For a Healthy Brain, Play the Long Game
Psychologists are learning that the brain stays agile well into middle age, retaining the ability to learn new skill sets and take on different points of view by building new neural connections. And nothing is more important to maintaining a healthy brain than receiving an education, say psychologists. Up to age 75, mental tests demonstrate that ‘people with college degrees performed on complex tasks like less-educated individuals who were 10 years younger.’ In other words, learning keeps you young.
What’s the Big Idea?
A greater understanding of intelligence has come to light in recent years which distinguishes between what psychologists refer to as fluid and crystallized intelligences. While fluid intelligence—memory and abstract thinking—peaks in your 20s, crystallized intelligence—inductive reasoning and judgement—continues to build until very late in life. Perhaps most encouraging of all is that the brain remains ‘fluid’ until much later than was previously thought, retaining the ability to forge new neural connections through new experiences.
Some people are much better than their peers at delaying age-related declines in memory and calculating speed. What researchers want to know is why. Why does your 70-year-old neighbor score half her age on a memory test, while you, at 40, have the memory of a senior citizen? If investigators could better detect what protects one person’s mental strengths or chips away at another’s, then perhaps they could devise a program to halt or reverse decline and even shore up improvements.
Many researchers believe that human intelligence or brainpower consists of dozens of assorted cognitive skills, which they commonly divide into two categories. One bunch falls under the heading “fluid intelligence,” the abilities that produce solutions not based on experience, like pattern recognition, working memory and abstract thinking, the kind of intelligence tested on I.Q. examinations. These abilities tend to peak in one’s 20s.
“Crystallized intelligence,” by contrast, generally refers to skills that are acquired through experience and education, like verbal ability, inductive reasoning and judgment. While fluid intelligence is often considered largely a product of genetics, crystallized intelligence is much more dependent on a bouquet of influences, including personality, motivation, opportunity and culture.

Provided information –
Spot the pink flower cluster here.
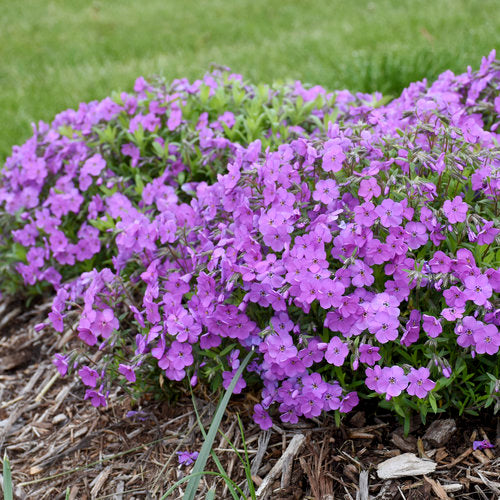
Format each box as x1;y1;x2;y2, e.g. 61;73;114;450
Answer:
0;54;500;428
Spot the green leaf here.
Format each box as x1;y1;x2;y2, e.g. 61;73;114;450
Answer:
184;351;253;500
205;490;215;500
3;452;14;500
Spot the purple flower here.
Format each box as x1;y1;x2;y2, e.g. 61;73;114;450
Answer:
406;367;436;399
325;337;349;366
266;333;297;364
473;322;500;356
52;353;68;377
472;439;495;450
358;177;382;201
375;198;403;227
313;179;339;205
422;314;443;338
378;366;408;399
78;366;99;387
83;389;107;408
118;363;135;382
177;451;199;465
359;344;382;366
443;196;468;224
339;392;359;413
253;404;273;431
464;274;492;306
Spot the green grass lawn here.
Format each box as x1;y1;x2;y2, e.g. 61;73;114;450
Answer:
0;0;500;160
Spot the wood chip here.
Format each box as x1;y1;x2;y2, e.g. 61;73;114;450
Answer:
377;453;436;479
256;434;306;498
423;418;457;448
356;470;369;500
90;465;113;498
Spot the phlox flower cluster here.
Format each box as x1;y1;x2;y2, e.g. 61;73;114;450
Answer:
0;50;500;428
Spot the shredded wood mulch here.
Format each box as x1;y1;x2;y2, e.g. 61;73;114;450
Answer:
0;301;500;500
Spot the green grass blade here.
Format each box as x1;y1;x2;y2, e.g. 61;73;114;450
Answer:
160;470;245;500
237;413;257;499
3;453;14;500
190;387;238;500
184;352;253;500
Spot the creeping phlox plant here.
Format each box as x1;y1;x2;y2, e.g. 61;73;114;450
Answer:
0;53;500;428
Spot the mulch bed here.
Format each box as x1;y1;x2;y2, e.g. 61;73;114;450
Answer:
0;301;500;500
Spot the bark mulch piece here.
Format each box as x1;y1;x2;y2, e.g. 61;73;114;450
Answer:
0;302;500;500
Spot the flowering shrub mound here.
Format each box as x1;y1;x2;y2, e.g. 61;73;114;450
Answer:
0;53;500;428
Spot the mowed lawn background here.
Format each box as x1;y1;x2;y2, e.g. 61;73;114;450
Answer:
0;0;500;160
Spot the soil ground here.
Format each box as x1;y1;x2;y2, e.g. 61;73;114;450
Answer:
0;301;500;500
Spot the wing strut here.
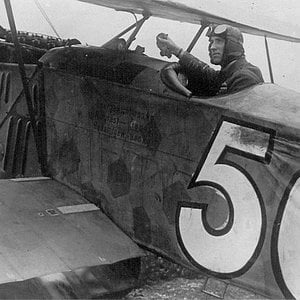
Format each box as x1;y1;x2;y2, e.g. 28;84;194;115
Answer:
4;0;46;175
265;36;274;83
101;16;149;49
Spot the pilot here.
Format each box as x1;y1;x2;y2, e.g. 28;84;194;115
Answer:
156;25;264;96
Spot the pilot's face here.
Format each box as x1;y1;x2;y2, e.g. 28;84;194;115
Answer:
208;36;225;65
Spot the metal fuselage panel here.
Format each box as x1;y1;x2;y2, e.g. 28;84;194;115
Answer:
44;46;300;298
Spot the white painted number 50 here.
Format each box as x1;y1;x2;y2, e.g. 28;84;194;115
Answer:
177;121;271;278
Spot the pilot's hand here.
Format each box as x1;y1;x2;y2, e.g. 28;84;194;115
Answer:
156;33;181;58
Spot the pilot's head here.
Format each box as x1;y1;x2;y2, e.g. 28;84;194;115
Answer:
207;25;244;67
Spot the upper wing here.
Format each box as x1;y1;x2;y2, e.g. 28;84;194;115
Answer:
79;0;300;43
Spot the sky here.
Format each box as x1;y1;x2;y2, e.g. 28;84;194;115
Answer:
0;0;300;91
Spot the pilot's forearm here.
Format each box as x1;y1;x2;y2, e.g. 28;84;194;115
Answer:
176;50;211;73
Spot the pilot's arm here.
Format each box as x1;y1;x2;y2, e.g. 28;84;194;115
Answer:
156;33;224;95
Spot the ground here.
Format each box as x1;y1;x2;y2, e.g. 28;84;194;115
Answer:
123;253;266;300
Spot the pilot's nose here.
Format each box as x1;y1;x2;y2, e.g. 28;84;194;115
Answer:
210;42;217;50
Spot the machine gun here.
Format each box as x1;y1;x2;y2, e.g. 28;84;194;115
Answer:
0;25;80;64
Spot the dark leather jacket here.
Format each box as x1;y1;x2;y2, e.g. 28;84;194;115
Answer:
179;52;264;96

Task requirements – From the text on brain health, output the passage from "What’s the Big" to "through new experiences." word for word. You can ignore the records here.

Solution to the exercise –
What’s the Big Idea?
A greater understanding of intelligence has come to light in recent years which distinguishes between what psychologists refer to as fluid and crystallized intelligences. While fluid intelligence—memory and abstract thinking—peaks in your 20s, crystallized intelligence—inductive reasoning and judgement—continues to build until very late in life. Perhaps most encouraging of all is that the brain remains ‘fluid’ until much later than was previously thought, retaining the ability to forge new neural connections through new experiences.